■ OBJECTIVES ■
A - In the Riddley Walker review, what form do the "Eusa shows" take?
B - From the Riddley Walker review, return the passage from "Obvious first impressions" to "suit his purpose.", copied word for word.

■ SOURCE DOCUMENT ■
Tuesday, 21 September 2010

Riddley Walker by Russell Hoban

Written entirely in a post-apocalyptic, reverted vernacular Riddley Walker proves to be a slow read for a book of just over 200 pages, but such close reading of the text, slowed down as you are by the bizaare slang and allusions peppered throughout, only heightens the impact of the novel. A cliche, but true: you get lost in this book.

Here's a taster of Riddley Speak for the uninitated - the first line:

"On my naming day when I come 12 I gone front spear and kilt a wyld boar he parbly ben the las wyld pig on the Bundel Downs any how there hadnt ben none for a long time befor him nor I aint looking to see none agen."

Obvious first impressions will remind you of A Clockwork Orange, but the language of Riddley Walker is not that of a refined and stylised language, but rather a language of loss and forgotten civilisation. A catastrophe in the past, most probably a nuclear war, has left the world thinly populated and in a state of almost stone age ignorance. Superstition is rife and whatever society there is left interprets their surrounding via the creation/destruction myth of 'Eusa'. This quasi religious legend forms the backbone of a kind of local government, who maintain power and influence by travelling between villages and performing 'Eusa shows'. These shows take the form of a call and response puppet show, where various episodes from Eusa's story is performed and interpreted to fit in with local event, thus allowing the 'Prime Minister' (pry mincer) to spin his events to suit his purpose.

■ GIVEN DATA ■
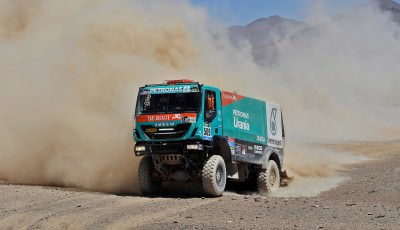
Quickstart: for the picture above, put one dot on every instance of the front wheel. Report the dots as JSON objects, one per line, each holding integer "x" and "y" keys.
{"x": 148, "y": 186}
{"x": 268, "y": 179}
{"x": 214, "y": 176}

■ CORRECT ANSWERS ■
A - They take the form of a call and response puppet show.

B -
Obvious first impressions will remind you of A Clockwork Orange, but the language of Riddley Walker is not that of a refined and stylised language, but rather a language of loss and forgotten civilisation. A catastrophe in the past, most probably a nuclear war, has left the world thinly populated and in a state of almost stone age ignorance. Superstition is rife and whatever society there is left interprets their surrounding via the creation/destruction myth of 'Eusa'. This quasi religious legend forms the backbone of a kind of local government, who maintain power and influence by travelling between villages and performing 'Eusa shows'. These shows take the form of a call and response puppet show, where various episodes from Eusa's story is performed and interpreted to fit in with local event, thus allowing the 'Prime Minister' (pry mincer) to spin his events to suit his purpose.